→ Task objective:
Repeat exactly the lines of the listing from the line containing "target | large stone block" through its last line, and nothing beyond them.
# START OF Information shown
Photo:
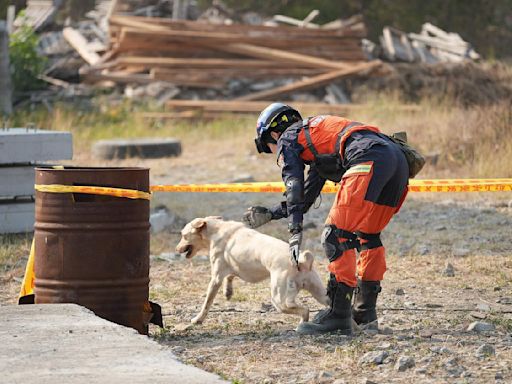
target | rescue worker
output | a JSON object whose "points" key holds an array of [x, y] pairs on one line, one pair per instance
{"points": [[373, 175]]}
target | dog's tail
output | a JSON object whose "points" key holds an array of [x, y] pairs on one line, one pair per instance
{"points": [[306, 259]]}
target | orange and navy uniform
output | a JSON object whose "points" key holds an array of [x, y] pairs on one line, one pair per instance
{"points": [[372, 189]]}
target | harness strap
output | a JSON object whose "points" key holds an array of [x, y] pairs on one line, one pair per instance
{"points": [[373, 240], [337, 145]]}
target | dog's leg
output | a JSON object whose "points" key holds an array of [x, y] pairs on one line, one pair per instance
{"points": [[317, 289], [228, 286], [284, 291], [218, 274]]}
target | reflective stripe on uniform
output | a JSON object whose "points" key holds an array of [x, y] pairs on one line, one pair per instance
{"points": [[360, 168]]}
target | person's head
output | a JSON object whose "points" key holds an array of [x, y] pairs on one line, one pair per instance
{"points": [[272, 122]]}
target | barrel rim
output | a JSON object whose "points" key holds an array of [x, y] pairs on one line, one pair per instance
{"points": [[84, 169]]}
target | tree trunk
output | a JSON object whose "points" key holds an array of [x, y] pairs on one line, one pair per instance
{"points": [[5, 75]]}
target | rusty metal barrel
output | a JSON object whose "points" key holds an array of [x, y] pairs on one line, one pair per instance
{"points": [[93, 250]]}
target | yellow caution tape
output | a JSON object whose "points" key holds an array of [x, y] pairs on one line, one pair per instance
{"points": [[439, 185], [27, 286], [107, 191]]}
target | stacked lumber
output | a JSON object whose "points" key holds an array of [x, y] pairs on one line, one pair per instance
{"points": [[431, 45], [196, 54]]}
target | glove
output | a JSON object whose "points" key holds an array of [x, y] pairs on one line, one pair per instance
{"points": [[295, 243], [255, 217]]}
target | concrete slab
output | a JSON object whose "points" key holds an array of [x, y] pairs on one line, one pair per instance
{"points": [[22, 145], [17, 181], [17, 216], [66, 343]]}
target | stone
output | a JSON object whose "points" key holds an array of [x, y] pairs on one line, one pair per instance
{"points": [[460, 252], [485, 350], [448, 271], [324, 376], [373, 357], [404, 363], [440, 350], [480, 326], [504, 300], [483, 307]]}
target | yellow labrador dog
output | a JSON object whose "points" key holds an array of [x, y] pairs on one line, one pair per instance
{"points": [[236, 250]]}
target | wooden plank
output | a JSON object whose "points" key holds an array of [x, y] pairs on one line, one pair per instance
{"points": [[258, 106], [310, 83], [79, 43], [194, 63], [282, 56]]}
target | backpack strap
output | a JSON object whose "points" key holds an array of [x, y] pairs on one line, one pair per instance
{"points": [[307, 134]]}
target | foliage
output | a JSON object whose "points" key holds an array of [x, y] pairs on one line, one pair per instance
{"points": [[26, 63]]}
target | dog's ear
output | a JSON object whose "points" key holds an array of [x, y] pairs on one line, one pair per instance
{"points": [[198, 224], [306, 259]]}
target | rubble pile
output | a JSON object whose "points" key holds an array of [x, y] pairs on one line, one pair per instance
{"points": [[166, 50]]}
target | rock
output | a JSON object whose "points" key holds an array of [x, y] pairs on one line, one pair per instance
{"points": [[178, 350], [404, 363], [243, 178], [373, 357], [504, 300], [423, 250], [478, 315], [440, 350], [448, 271], [460, 252], [483, 307], [324, 376], [485, 350], [420, 371], [480, 326]]}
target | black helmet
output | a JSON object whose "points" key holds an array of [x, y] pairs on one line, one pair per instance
{"points": [[275, 118]]}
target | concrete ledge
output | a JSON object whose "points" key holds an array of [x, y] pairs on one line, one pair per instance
{"points": [[66, 343]]}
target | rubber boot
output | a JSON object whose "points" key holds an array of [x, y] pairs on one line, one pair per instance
{"points": [[365, 300], [338, 318]]}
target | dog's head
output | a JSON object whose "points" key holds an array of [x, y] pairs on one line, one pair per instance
{"points": [[193, 238]]}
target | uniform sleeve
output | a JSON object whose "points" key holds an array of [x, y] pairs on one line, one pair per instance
{"points": [[312, 187], [292, 172]]}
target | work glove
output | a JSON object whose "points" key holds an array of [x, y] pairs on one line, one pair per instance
{"points": [[255, 217], [295, 242]]}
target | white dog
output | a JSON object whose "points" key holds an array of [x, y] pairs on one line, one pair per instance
{"points": [[236, 250]]}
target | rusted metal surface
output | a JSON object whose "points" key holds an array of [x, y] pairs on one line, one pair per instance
{"points": [[93, 250]]}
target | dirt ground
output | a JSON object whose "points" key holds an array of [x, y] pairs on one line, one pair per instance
{"points": [[424, 309]]}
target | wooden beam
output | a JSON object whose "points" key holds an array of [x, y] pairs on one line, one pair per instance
{"points": [[281, 56], [79, 43], [310, 83], [235, 106]]}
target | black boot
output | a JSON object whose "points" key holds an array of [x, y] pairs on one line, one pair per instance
{"points": [[338, 317], [365, 300]]}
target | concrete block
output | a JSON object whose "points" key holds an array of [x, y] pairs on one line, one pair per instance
{"points": [[143, 148], [17, 217], [22, 145], [66, 343], [16, 181]]}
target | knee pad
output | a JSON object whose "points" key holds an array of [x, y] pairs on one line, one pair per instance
{"points": [[334, 248]]}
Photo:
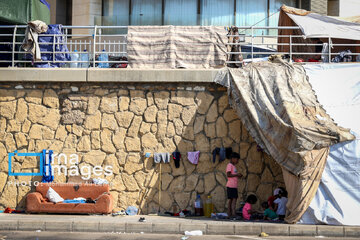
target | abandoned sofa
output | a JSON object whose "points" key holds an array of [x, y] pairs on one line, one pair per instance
{"points": [[36, 202]]}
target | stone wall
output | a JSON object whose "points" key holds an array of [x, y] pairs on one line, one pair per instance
{"points": [[116, 124]]}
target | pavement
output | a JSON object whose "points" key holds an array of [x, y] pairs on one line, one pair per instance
{"points": [[26, 235], [164, 225]]}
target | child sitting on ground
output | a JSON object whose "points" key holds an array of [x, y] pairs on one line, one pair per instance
{"points": [[280, 204], [232, 183], [269, 214], [248, 213]]}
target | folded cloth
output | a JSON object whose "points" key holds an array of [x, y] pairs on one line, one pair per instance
{"points": [[193, 157], [73, 201], [158, 157], [176, 158], [30, 43]]}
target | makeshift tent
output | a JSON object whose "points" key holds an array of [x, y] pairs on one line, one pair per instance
{"points": [[280, 110], [176, 46], [23, 11], [338, 196], [313, 25]]}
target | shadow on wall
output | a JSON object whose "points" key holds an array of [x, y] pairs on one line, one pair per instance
{"points": [[116, 125]]}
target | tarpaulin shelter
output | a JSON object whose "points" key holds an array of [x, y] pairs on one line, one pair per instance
{"points": [[23, 11], [313, 25], [278, 106]]}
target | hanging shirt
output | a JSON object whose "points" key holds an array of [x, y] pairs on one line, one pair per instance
{"points": [[281, 202], [232, 181]]}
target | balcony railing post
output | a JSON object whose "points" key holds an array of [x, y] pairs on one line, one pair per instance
{"points": [[94, 45], [13, 48], [329, 42], [252, 42], [290, 47]]}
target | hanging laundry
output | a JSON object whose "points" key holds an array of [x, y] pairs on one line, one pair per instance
{"points": [[228, 152], [47, 172], [193, 157], [158, 157], [176, 158]]}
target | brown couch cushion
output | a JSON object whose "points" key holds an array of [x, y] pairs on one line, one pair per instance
{"points": [[68, 190]]}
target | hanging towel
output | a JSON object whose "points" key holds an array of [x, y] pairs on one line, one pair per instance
{"points": [[193, 157], [158, 157], [228, 152], [215, 152], [30, 43], [47, 173], [176, 158]]}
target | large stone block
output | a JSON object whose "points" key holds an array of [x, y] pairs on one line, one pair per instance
{"points": [[7, 109], [202, 143], [94, 157], [118, 138], [132, 144], [177, 185], [34, 96], [124, 102], [223, 103], [161, 99], [106, 141], [138, 106], [184, 98], [203, 100], [109, 103], [93, 104], [130, 182], [22, 111], [199, 124], [188, 115], [50, 98], [92, 122], [221, 127], [210, 182], [212, 114], [191, 182], [175, 111], [108, 121], [124, 118], [219, 198], [150, 114], [134, 127], [84, 144]]}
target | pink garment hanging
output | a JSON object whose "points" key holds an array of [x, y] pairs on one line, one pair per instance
{"points": [[193, 157]]}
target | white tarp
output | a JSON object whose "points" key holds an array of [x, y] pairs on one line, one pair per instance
{"points": [[315, 25], [337, 200]]}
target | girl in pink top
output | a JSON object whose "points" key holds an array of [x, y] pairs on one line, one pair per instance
{"points": [[232, 183], [247, 209]]}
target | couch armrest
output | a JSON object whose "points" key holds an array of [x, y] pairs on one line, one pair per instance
{"points": [[105, 203], [33, 201]]}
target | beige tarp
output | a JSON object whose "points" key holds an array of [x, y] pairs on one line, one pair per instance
{"points": [[176, 46], [312, 25], [279, 108]]}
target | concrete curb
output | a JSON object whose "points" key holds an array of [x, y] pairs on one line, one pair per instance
{"points": [[211, 228]]}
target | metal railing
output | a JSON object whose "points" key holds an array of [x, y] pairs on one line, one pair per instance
{"points": [[256, 46], [106, 46], [70, 46]]}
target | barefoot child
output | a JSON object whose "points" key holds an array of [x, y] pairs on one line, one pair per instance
{"points": [[232, 183]]}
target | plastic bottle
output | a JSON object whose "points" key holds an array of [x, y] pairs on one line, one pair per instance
# END OF Information shown
→ Output below:
target | large stone block
output | a JSON object whose "points" key holds an array of [x, y] pairs on one line, one pair per instance
{"points": [[7, 109], [202, 143], [94, 157], [118, 138], [132, 144], [177, 185], [34, 96], [124, 102], [223, 103], [161, 99], [106, 141], [138, 106], [184, 98], [203, 100], [109, 103], [93, 104], [130, 182], [22, 111], [199, 124], [188, 115], [50, 98], [92, 122], [221, 127], [210, 182], [212, 114], [191, 182], [175, 111], [108, 121], [124, 118], [219, 198], [150, 114], [134, 127], [84, 144]]}
target | pink garment hanging
output | a JSON object whose "points" key holds an array of [x, y] pairs on one line, one pair per instance
{"points": [[193, 157]]}
target | white tarp
output | a JSON object whose "points" key holds an array of [x, y] pairs on one line, one pair per instance
{"points": [[315, 25], [337, 200]]}
target | girl in pink top
output | a JSON object whose "points" key holds an array of [x, y] pairs on one line, one pair per instance
{"points": [[232, 183], [247, 209]]}
target | couch armrest
output | a JSON object whose "points" key holds an array of [x, y] pairs on one line, one pair per instance
{"points": [[105, 203], [33, 201]]}
target | beige tarp
output | a JSON object whose "points" key holds an array of [x, y] pairs on one line, one pair per instance
{"points": [[176, 46], [312, 25], [279, 108]]}
target | concrete curb
output | a JSON object whose "points" key holds an array of [x, y] pairs on one line, one pair per instance
{"points": [[211, 228]]}
target | metal railing
output | a JSON object whose "points" key holds an array of [x, y] pairs on one line, one pair per instance
{"points": [[256, 46], [106, 46], [70, 46]]}
target | barefoot child
output | a JSON object whose "points" key holds an array of [x, y] pairs on one line, one pair per instance
{"points": [[232, 183]]}
target | plastic bottle
output | a JSON object whose "points" key holds an array of [x, y] pairs on one line, one pair per instance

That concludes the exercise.